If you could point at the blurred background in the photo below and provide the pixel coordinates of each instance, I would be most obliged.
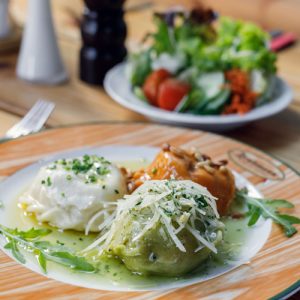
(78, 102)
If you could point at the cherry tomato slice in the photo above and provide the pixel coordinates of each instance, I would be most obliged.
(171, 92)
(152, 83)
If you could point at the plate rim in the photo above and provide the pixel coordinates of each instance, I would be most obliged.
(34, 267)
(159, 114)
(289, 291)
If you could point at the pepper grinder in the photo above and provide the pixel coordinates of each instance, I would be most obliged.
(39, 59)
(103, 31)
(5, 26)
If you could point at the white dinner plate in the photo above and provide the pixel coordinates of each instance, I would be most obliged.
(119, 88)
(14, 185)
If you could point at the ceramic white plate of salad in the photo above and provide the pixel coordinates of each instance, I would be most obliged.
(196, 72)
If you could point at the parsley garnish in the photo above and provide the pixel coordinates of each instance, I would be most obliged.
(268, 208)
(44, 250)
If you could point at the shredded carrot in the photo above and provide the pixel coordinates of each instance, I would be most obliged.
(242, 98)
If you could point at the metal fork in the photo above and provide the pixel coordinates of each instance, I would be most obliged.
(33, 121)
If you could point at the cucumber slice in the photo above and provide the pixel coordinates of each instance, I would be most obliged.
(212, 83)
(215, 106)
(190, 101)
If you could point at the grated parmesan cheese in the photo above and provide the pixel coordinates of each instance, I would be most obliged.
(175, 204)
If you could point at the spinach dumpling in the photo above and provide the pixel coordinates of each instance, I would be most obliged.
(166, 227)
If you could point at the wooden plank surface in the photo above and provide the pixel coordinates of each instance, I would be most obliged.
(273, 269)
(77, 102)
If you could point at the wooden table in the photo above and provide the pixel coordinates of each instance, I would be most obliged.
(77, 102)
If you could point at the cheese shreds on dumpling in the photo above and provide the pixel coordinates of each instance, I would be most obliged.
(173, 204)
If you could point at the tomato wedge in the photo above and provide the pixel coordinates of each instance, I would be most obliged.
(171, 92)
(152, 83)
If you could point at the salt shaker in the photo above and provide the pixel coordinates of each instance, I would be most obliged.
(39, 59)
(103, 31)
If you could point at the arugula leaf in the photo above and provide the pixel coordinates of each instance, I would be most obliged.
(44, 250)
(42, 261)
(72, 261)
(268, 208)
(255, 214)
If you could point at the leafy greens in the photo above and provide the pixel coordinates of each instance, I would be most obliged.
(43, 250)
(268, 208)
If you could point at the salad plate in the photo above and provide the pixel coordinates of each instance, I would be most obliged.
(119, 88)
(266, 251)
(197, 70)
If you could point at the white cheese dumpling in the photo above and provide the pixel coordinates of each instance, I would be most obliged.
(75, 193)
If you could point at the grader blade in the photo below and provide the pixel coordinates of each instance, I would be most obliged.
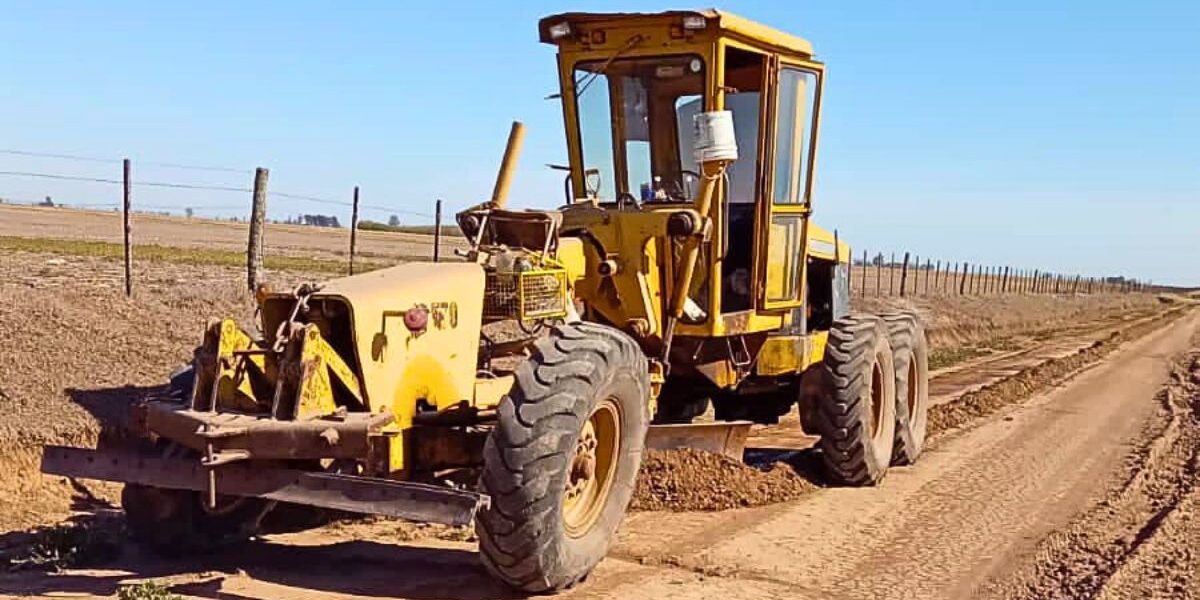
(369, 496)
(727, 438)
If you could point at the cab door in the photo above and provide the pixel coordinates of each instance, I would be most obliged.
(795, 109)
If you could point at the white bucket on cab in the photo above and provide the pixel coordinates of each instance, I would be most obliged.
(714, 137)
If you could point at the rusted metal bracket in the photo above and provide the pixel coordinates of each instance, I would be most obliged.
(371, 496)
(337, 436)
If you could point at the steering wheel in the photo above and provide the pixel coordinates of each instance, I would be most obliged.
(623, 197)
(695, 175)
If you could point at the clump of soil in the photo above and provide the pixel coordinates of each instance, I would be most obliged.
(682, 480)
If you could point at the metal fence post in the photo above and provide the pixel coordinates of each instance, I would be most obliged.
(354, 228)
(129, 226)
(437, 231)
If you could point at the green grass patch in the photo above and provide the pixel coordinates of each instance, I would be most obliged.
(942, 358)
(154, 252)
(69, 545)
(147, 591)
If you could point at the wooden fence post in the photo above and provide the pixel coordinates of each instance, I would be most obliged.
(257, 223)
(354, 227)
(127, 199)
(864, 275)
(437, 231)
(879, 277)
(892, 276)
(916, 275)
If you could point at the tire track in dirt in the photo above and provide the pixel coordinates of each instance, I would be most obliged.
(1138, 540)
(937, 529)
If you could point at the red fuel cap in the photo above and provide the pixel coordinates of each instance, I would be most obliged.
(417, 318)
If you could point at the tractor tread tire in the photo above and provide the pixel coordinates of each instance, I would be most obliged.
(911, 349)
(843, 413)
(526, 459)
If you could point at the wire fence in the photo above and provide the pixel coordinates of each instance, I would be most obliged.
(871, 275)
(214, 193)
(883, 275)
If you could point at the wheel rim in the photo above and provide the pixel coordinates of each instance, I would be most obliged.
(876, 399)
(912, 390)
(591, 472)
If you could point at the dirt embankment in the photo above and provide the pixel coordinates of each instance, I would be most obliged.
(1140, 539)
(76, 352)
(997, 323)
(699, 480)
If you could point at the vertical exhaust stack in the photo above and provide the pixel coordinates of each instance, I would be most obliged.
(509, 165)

» **TASK**
Could you write all the entries out again exactly, but without their pictures?

» **PROBLEM SOLUTION**
If you could point at the blurred background in the photo below and provide the pixel coordinates of each instance, I would be most obliged.
(78, 102)
If you could point at the cherry tomato slice in the photo above and provide the pixel coordinates of each instance, I would be most obliged.
(171, 92)
(152, 83)
If you could point at the plate rim in the photo above and provide the pixel coordinates of each instance, I would be most obliged.
(34, 267)
(159, 114)
(289, 291)
If you could point at the pepper grinder in the photo above and provide the pixel coordinates of each instance, I would be most obliged.
(39, 59)
(103, 31)
(5, 26)
If you could point at the white dinner plate in the photo above and provide the pixel coordinates of each instance, I would be most obliged.
(119, 88)
(14, 185)
If you could point at the ceramic white plate of salad in the photo above and provide the pixel coordinates of each instance, I would be most obliged.
(196, 72)
If you could point at the parsley garnish in the photo above and provide the pixel coordinates of each instance, I would be most obliged.
(268, 208)
(44, 250)
If you could point at the shredded carrot in the photo above and provide the pixel coordinates of each instance, I would be most obliged.
(242, 98)
If you could point at the metal fork in the photo above and provide the pixel coordinates of each instance, I would be most obliged.
(33, 121)
If you could point at the cucumber slice in the photo above and provide the pixel coordinates of each instance, I would be most obliged.
(212, 83)
(215, 106)
(190, 101)
If you could point at the grated parmesan cheese in the photo above and provide the pixel coordinates of each instance, I would be most obliged.
(175, 204)
If you could point at the spinach dumpling in the photo above and provide the pixel coordinates of each instance, I would be most obliged.
(166, 227)
If you could point at the wooden plank surface in the photo above and provide the pixel coordinates of each instance, I would be most obliged.
(273, 269)
(77, 102)
If you could point at the wooden table in the photo above and provide the pixel coordinates of each instance, I would be most obliged.
(77, 102)
If you could point at the cheese shreds on dumpling in the photo above and provide the pixel coordinates of each instance, I would be most obliged.
(173, 204)
If you could point at the tomato wedge in the photo above and provide the pixel coordinates of each instance, I would be most obliged.
(171, 92)
(152, 83)
If you could point at the salt shaker in the photo above and provide the pixel coordinates of each instance, I would be most obliged.
(39, 59)
(103, 31)
If you could point at the arugula leaf in the photo above and provide the pixel coordinates of each instance, I would be most obliged.
(44, 250)
(42, 261)
(72, 261)
(268, 208)
(255, 214)
If you could point at the leafy greens in the photo above and provide the pixel coordinates of each instance, I would be most obliged.
(43, 250)
(268, 208)
If you could point at the salad plate in the photo above and provide the pixel coordinates of each instance, I would be most obliged.
(119, 88)
(266, 251)
(197, 70)
If you could point at the white cheese dumpling in the photo above and provide the pixel coordinates of each instance, I would be most obliged.
(75, 193)
If you could point at the grader blade in the photo below and provide the pixel coordinates of each instance, I would be most obliged.
(369, 496)
(727, 438)
If you could point at the cab door in the photo above and provide the pixel coordinates of each instance, I would be most obliged.
(795, 109)
If you could point at the white bucket on cab in the photo above and provide the pixel coordinates of each instance, I would be most obliged.
(714, 137)
If you could point at the rusted metal bracket in the photo above and provide the pixel coordinates of each instance, I would be most obliged.
(371, 496)
(337, 436)
If you could point at the steering wheel in the photo above and provide the pixel coordinates of each instance, I would be most obliged.
(623, 197)
(695, 175)
If you could point at the clump of soil in the photo above and provide the pixel coordinates of each instance, I would be most obliged.
(682, 480)
If you could point at the metal fence post in the photo above and provide the pixel coordinates of each instance, I would be most obliged.
(354, 228)
(129, 226)
(437, 231)
If you could point at the green grass patch in the photo above and provide the pixel coordinates of each instance, I would be most obliged.
(942, 358)
(154, 252)
(69, 545)
(147, 591)
If you could point at the wooden fence post in the photo above and provide the pixel coordinates of each instance, I would be most obliged.
(257, 223)
(354, 227)
(127, 199)
(864, 275)
(437, 231)
(879, 277)
(892, 276)
(916, 275)
If you could point at the tire track in dirt in the photo above and provide the pixel coordinates of each instance, I would be most obliged.
(1138, 540)
(937, 529)
If you could point at the red fuel cap in the photo above and provide the pixel coordinates of each instance, I would be most obliged.
(417, 318)
If you could point at the tractor tread tire in the photo above and provide the pixel coordinates of each instance, I would be most obliged.
(911, 349)
(843, 413)
(526, 459)
If you could point at the wire fence in the photo above and provide the pixel coordinates of each instance, I would be most obliged.
(871, 275)
(214, 193)
(883, 275)
If you could point at the wheel rim in the photo above and provide the pixel coordinates of each instance, I would be most obliged.
(876, 399)
(912, 390)
(591, 472)
If you could point at the dirt embankment in the photo above and provide the pixel coordinates of each instance, I would be most obliged.
(1140, 539)
(76, 352)
(997, 323)
(699, 480)
If you could point at the vertical exhaust stack in the photo above and provide the pixel coordinates of each instance, I would be most obliged.
(509, 165)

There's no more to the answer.